ACTION ITEM -
Your answer must be every line of the data below that holds the string "post", copied exactly.

PROVIDED RECORDS -
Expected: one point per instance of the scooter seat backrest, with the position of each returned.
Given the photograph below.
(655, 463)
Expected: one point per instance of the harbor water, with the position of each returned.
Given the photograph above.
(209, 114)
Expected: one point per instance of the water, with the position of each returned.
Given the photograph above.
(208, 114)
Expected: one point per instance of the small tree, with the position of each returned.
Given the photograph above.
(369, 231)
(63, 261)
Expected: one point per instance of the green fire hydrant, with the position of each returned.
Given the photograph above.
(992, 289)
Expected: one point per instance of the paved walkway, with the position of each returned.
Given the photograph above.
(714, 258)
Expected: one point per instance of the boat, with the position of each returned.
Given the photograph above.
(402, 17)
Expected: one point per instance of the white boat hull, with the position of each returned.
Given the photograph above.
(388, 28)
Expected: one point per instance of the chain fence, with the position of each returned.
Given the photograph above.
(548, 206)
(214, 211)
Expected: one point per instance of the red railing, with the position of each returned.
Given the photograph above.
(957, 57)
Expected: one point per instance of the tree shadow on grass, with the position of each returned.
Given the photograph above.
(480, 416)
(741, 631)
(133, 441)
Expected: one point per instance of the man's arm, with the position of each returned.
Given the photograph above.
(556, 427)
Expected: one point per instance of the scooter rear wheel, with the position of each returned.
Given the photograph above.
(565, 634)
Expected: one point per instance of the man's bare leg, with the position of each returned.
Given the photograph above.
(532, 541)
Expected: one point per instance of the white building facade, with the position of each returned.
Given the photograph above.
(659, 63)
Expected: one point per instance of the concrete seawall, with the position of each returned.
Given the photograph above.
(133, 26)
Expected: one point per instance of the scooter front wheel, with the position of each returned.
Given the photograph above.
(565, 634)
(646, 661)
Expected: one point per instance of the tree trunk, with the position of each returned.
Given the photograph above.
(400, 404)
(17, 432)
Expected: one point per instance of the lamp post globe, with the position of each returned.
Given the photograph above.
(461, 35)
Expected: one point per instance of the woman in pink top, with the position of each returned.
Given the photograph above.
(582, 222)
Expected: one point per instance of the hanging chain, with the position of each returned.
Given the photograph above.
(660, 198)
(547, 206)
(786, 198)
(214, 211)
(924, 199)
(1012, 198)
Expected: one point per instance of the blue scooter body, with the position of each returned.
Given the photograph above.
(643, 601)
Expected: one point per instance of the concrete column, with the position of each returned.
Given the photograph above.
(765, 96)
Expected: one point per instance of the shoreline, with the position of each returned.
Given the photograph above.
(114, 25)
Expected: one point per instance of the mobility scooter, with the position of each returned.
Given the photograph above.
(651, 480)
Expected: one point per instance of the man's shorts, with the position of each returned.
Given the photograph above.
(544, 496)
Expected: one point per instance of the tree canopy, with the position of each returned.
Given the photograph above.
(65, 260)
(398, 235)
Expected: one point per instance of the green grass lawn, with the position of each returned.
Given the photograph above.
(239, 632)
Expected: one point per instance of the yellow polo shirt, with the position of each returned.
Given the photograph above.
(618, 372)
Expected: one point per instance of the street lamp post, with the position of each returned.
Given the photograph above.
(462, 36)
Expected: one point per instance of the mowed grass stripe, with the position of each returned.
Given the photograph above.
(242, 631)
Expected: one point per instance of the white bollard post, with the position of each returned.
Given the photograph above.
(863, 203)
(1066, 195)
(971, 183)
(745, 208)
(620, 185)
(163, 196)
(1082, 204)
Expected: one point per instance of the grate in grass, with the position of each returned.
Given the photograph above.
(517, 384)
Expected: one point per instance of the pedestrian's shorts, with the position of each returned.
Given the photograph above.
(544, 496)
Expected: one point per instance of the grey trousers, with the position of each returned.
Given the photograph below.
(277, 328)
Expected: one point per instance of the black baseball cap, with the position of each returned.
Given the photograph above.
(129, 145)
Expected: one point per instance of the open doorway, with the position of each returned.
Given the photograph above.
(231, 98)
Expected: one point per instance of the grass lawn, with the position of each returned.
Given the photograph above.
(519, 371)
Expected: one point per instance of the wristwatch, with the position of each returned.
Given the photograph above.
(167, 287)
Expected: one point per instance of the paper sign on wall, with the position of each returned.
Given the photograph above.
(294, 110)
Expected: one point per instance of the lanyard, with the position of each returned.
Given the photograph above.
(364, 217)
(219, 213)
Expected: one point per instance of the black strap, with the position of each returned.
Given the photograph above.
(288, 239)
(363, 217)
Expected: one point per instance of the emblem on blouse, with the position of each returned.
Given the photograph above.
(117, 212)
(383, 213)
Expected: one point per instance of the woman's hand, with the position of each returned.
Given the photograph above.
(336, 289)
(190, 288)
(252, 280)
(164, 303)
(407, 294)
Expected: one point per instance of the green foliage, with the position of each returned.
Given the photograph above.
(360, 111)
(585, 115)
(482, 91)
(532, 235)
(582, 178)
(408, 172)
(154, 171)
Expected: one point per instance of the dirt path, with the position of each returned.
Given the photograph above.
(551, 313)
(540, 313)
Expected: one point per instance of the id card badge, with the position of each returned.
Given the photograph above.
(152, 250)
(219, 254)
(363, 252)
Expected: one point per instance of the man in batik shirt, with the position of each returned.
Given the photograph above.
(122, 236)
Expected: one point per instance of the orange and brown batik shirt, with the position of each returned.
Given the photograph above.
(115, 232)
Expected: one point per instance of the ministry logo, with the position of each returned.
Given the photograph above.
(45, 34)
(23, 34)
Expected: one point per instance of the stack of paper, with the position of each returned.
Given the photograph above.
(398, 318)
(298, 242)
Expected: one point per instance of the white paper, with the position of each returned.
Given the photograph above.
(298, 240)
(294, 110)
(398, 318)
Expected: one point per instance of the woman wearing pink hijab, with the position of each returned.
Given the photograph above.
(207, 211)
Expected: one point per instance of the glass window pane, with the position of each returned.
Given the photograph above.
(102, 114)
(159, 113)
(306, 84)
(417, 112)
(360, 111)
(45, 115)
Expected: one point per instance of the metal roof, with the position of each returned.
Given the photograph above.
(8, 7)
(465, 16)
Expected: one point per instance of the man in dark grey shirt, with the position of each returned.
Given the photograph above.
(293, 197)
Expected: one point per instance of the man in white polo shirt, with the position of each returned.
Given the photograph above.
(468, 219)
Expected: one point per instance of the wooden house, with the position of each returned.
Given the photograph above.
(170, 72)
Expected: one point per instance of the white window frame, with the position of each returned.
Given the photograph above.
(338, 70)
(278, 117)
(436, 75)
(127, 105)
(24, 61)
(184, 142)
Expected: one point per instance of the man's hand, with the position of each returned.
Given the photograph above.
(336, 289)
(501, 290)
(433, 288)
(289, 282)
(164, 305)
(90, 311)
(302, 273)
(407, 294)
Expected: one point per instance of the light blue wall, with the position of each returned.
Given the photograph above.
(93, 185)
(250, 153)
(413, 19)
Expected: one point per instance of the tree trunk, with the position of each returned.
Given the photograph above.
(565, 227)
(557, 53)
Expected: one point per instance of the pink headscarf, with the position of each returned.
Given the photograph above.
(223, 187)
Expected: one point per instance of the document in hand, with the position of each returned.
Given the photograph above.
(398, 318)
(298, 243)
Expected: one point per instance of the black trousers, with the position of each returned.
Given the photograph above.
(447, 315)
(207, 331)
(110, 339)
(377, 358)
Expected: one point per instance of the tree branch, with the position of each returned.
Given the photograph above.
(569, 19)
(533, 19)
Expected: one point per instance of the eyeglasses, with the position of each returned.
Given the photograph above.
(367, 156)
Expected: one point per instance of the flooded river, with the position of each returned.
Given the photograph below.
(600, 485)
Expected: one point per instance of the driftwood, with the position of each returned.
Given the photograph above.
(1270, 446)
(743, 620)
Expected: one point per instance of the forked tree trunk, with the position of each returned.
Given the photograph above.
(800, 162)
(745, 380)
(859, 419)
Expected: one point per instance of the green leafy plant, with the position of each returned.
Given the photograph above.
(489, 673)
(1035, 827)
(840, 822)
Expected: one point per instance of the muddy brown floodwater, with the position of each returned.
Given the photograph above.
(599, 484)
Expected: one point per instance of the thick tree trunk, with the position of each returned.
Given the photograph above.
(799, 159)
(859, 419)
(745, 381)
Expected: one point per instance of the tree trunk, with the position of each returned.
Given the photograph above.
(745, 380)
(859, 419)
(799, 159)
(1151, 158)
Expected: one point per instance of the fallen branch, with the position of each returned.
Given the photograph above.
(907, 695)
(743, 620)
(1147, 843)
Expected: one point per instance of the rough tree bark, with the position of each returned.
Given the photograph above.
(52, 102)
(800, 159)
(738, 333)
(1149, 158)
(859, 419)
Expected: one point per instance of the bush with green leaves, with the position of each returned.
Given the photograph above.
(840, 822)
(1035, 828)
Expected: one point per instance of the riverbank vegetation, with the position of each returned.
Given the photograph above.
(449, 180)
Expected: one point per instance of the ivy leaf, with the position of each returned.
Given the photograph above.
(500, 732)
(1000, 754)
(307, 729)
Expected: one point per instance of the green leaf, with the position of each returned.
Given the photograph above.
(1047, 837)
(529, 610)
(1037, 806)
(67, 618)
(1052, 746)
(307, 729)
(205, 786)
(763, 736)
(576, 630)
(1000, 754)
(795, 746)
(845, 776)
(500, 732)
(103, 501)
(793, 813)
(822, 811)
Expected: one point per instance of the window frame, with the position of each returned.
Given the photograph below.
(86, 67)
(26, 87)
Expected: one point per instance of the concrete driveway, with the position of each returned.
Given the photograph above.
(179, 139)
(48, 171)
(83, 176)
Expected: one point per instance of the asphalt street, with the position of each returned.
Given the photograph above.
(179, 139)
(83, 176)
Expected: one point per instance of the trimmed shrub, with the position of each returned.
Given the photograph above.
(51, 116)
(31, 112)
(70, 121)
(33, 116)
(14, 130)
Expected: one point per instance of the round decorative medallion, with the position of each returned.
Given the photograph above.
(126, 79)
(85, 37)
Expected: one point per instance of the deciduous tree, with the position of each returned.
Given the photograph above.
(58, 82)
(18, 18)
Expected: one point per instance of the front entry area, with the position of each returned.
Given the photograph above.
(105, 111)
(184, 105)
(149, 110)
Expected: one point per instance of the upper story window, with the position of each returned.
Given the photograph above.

ANSWER AREA -
Expected: one point per instance of the lamp post globe, with the position of each returned.
Expected: one point per instance of the street lamp post, with the position of each returned.
Expected: one point per instance of the white bollard post, with the position of each returned.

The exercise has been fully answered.